_WHAT YOU SHOULD DO_
Repeat only the lines below from the one containing "6, row 141?" through the one containing "In the photo above, where can the thin", inclusive, exactly as written.
· · ·
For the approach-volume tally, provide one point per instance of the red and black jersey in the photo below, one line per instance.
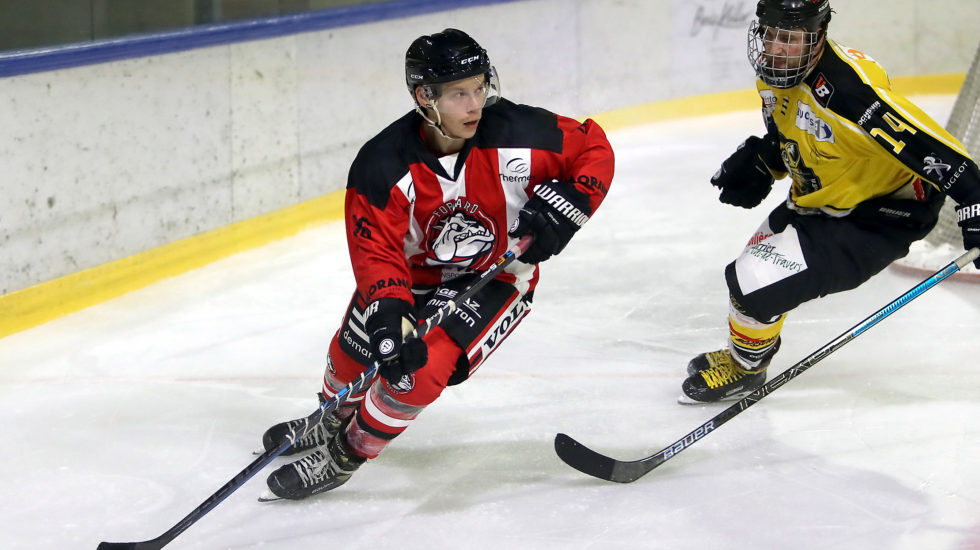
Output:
(415, 220)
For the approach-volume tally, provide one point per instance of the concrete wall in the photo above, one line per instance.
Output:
(103, 161)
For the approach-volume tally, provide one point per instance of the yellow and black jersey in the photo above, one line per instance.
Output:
(846, 137)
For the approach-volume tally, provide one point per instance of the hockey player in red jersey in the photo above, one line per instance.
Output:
(431, 201)
(869, 173)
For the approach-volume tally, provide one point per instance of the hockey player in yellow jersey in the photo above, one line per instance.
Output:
(869, 173)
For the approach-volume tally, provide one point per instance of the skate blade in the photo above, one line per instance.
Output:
(269, 497)
(683, 399)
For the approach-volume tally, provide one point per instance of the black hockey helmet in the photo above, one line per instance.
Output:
(787, 39)
(444, 57)
(810, 15)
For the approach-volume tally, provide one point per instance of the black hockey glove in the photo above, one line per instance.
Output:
(388, 320)
(555, 212)
(744, 178)
(968, 218)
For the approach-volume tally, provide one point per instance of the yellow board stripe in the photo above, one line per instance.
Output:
(32, 306)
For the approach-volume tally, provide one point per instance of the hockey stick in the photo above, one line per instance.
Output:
(356, 385)
(587, 461)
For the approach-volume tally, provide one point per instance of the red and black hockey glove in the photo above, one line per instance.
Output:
(744, 178)
(388, 319)
(553, 214)
(968, 218)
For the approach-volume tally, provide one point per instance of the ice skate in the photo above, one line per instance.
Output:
(717, 376)
(326, 468)
(317, 436)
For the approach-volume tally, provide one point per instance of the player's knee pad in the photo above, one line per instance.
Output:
(426, 384)
(340, 370)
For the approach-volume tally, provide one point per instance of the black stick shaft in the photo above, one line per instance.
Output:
(356, 385)
(595, 464)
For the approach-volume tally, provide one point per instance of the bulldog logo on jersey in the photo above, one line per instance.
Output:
(463, 236)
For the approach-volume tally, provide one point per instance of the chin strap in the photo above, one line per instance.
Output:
(437, 124)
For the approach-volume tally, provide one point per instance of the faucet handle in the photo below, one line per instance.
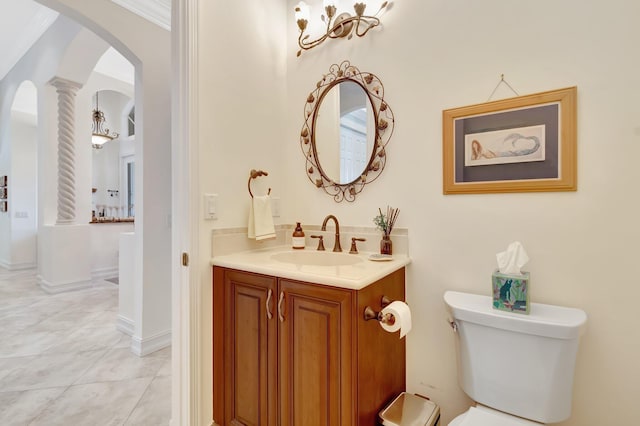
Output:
(354, 249)
(320, 243)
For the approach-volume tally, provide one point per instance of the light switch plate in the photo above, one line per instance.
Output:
(275, 206)
(210, 206)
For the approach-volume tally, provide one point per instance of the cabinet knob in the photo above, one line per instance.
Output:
(267, 304)
(280, 309)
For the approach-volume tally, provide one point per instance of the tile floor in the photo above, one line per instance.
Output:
(63, 362)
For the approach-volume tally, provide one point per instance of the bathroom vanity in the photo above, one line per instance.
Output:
(291, 345)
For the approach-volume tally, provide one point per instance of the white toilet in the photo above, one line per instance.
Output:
(518, 368)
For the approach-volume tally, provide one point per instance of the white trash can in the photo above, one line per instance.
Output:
(410, 410)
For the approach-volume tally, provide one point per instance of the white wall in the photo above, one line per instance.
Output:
(433, 55)
(241, 62)
(22, 202)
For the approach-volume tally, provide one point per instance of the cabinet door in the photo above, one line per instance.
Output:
(250, 349)
(316, 331)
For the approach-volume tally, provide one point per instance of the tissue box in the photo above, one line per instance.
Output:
(511, 292)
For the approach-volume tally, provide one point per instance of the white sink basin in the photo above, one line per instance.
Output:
(317, 258)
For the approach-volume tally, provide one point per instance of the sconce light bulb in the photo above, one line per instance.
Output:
(302, 12)
(359, 7)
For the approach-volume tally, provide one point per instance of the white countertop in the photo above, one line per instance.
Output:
(354, 277)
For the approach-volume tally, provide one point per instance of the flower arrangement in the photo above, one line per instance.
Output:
(385, 222)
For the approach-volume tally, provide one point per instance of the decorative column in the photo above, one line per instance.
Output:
(66, 90)
(68, 269)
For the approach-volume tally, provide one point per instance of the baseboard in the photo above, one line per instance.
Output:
(104, 273)
(17, 266)
(142, 347)
(62, 287)
(125, 325)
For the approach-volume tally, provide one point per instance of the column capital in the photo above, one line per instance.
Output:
(62, 83)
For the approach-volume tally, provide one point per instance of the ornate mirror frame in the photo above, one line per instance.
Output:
(384, 123)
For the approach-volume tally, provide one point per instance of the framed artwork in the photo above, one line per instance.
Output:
(521, 144)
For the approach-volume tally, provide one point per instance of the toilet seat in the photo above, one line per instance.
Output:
(485, 416)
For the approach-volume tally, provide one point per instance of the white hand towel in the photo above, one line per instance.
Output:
(260, 224)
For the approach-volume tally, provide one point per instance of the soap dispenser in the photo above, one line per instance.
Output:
(297, 239)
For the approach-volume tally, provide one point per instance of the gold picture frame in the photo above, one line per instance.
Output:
(521, 144)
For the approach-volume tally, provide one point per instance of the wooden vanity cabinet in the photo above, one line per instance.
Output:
(293, 353)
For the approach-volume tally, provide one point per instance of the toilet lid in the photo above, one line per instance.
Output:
(485, 417)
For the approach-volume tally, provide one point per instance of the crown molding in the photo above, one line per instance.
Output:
(30, 33)
(156, 11)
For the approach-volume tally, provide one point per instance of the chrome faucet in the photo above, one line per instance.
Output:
(336, 244)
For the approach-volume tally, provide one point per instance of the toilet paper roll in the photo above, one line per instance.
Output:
(402, 315)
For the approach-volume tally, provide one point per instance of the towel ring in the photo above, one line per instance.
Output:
(253, 175)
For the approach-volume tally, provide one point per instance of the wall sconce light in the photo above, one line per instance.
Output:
(342, 25)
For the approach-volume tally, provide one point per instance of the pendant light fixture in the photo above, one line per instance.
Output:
(100, 135)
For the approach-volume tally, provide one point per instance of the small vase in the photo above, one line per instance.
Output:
(386, 246)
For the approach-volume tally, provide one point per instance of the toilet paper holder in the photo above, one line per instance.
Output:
(370, 314)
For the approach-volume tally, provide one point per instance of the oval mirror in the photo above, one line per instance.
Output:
(347, 126)
(344, 132)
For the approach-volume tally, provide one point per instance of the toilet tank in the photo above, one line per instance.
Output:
(519, 364)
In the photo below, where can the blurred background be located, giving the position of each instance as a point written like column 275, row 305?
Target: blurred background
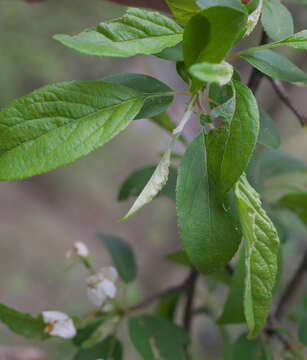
column 41, row 217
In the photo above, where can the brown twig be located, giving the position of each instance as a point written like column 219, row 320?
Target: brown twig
column 291, row 289
column 284, row 96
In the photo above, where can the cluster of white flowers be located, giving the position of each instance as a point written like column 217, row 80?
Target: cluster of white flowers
column 100, row 286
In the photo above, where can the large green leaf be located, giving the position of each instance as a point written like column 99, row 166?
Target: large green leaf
column 137, row 32
column 173, row 53
column 22, row 323
column 167, row 305
column 261, row 249
column 250, row 349
column 153, row 335
column 58, row 124
column 268, row 134
column 229, row 148
column 276, row 20
column 219, row 24
column 183, row 10
column 135, row 183
column 208, row 72
column 158, row 101
column 122, row 255
column 296, row 202
column 209, row 229
column 276, row 66
column 109, row 348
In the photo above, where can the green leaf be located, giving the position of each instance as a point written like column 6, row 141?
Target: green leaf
column 137, row 32
column 261, row 249
column 122, row 255
column 84, row 333
column 167, row 306
column 276, row 20
column 22, row 323
column 58, row 124
column 276, row 66
column 136, row 182
column 233, row 311
column 253, row 18
column 250, row 349
column 230, row 148
column 226, row 341
column 183, row 10
column 107, row 349
column 208, row 72
column 302, row 330
column 296, row 41
column 296, row 202
column 155, row 184
column 180, row 257
column 155, row 337
column 209, row 229
column 219, row 24
column 158, row 100
column 173, row 53
column 268, row 133
column 275, row 163
column 165, row 122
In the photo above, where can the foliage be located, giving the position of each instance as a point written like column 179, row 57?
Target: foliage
column 217, row 208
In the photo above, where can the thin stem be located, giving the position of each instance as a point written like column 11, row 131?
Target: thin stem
column 284, row 96
column 292, row 288
column 186, row 117
column 190, row 291
column 256, row 75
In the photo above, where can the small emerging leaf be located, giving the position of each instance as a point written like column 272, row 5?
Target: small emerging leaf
column 276, row 20
column 183, row 10
column 253, row 19
column 137, row 32
column 122, row 255
column 230, row 147
column 296, row 202
column 155, row 184
column 136, row 182
column 261, row 249
column 208, row 72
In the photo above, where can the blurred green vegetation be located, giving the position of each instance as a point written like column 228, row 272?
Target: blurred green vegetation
column 41, row 217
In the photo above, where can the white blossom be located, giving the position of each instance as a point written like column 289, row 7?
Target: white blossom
column 59, row 324
column 102, row 285
column 78, row 251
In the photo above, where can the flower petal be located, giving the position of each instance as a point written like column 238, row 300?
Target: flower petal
column 52, row 316
column 64, row 329
column 109, row 273
column 96, row 295
column 108, row 288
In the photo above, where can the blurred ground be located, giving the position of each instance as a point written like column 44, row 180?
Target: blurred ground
column 41, row 217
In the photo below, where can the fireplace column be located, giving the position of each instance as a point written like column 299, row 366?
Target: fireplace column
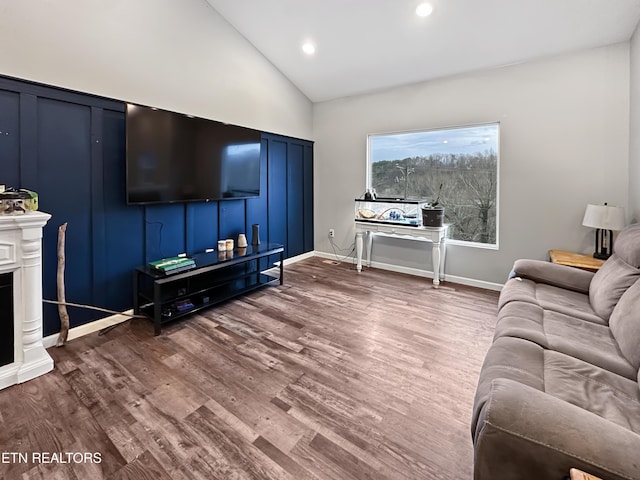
column 21, row 256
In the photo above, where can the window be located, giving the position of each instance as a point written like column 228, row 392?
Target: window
column 461, row 163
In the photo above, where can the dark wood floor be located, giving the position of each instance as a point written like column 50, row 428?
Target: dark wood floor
column 334, row 375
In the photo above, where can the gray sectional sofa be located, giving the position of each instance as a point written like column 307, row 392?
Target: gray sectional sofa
column 559, row 385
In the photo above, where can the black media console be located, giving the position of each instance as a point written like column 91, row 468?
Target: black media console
column 217, row 276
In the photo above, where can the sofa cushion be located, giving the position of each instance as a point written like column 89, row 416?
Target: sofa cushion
column 591, row 342
column 627, row 245
column 593, row 389
column 549, row 297
column 618, row 273
column 625, row 324
column 609, row 283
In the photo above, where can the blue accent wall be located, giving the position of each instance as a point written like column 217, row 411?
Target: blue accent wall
column 70, row 148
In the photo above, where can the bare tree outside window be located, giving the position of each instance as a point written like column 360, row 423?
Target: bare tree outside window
column 464, row 160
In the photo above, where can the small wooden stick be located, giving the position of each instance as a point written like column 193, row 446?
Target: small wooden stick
column 62, row 309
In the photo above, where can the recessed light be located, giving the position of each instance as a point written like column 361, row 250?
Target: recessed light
column 424, row 10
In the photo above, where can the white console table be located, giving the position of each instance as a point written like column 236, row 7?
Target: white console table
column 435, row 235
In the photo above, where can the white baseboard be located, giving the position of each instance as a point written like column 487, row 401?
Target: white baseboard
column 87, row 328
column 472, row 282
column 98, row 325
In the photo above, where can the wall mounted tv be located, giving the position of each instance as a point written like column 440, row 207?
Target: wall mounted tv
column 173, row 157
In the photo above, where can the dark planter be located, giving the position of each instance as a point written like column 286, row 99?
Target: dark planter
column 432, row 216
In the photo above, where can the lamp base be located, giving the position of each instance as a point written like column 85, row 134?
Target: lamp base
column 604, row 244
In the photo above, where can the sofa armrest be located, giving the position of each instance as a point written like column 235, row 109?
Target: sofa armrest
column 561, row 276
column 525, row 433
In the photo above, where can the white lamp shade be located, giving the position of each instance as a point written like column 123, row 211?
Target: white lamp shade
column 607, row 217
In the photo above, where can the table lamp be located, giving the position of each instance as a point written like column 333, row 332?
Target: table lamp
column 604, row 218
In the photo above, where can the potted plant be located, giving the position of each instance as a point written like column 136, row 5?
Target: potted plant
column 433, row 212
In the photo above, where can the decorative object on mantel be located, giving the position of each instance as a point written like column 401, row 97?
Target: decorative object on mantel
column 17, row 201
column 604, row 218
column 405, row 172
column 433, row 212
column 62, row 307
column 242, row 240
column 255, row 234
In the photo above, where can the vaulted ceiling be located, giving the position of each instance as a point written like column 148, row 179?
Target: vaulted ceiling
column 369, row 45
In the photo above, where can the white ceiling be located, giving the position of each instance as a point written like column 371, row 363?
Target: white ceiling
column 368, row 45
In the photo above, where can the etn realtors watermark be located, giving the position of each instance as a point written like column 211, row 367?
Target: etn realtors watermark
column 50, row 457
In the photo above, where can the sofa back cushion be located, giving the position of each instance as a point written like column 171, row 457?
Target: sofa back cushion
column 625, row 324
column 617, row 274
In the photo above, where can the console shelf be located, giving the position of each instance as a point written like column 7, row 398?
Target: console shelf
column 215, row 278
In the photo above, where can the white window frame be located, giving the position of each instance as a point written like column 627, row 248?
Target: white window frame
column 450, row 241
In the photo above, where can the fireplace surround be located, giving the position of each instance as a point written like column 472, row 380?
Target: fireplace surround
column 21, row 273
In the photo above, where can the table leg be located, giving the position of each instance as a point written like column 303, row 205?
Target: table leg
column 369, row 243
column 157, row 310
column 359, row 251
column 435, row 256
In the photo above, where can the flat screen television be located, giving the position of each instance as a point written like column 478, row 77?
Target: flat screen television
column 173, row 157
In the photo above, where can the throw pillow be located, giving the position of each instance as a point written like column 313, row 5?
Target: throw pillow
column 609, row 283
column 625, row 324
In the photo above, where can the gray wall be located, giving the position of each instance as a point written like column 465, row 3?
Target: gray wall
column 177, row 55
column 564, row 143
column 634, row 144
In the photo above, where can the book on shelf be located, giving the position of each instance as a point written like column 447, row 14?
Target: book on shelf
column 172, row 265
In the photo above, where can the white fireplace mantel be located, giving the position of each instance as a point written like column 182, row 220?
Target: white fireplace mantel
column 21, row 255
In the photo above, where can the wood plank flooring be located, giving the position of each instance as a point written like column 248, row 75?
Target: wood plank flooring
column 334, row 375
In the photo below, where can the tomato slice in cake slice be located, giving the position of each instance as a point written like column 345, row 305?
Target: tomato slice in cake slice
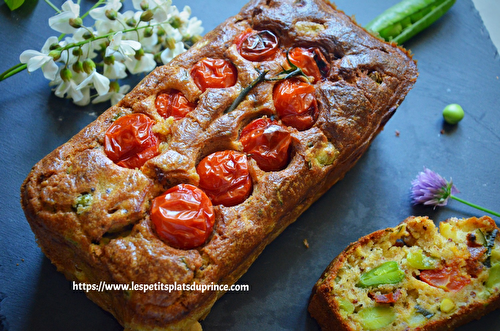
column 225, row 178
column 214, row 73
column 130, row 141
column 268, row 143
column 296, row 103
column 173, row 103
column 183, row 216
column 257, row 46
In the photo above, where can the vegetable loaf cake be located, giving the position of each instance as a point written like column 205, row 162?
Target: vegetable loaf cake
column 412, row 277
column 210, row 157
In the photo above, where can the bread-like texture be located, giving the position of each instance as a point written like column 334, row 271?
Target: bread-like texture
column 109, row 237
column 452, row 244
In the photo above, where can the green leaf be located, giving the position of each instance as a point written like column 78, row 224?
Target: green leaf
column 14, row 4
· · ·
_ANSWER_
In the photo above, where can the green leaf be located, giving the position of each instance as a point written like column 6, row 141?
Target: green leaf
column 137, row 32
column 261, row 249
column 122, row 255
column 84, row 333
column 167, row 306
column 276, row 20
column 22, row 323
column 58, row 124
column 276, row 66
column 136, row 182
column 233, row 311
column 253, row 18
column 250, row 349
column 230, row 148
column 226, row 341
column 183, row 10
column 107, row 349
column 208, row 72
column 302, row 330
column 296, row 41
column 296, row 202
column 155, row 184
column 180, row 257
column 155, row 337
column 209, row 229
column 219, row 24
column 158, row 100
column 173, row 53
column 268, row 133
column 275, row 163
column 165, row 122
In the photo above, where can the foliage be located, giving the position of each instance as a point written like column 179, row 57?
Target: foliage
column 217, row 208
In the photo above, where can the thin stem be located, giving the position of each instance as a point written like column 11, row 131?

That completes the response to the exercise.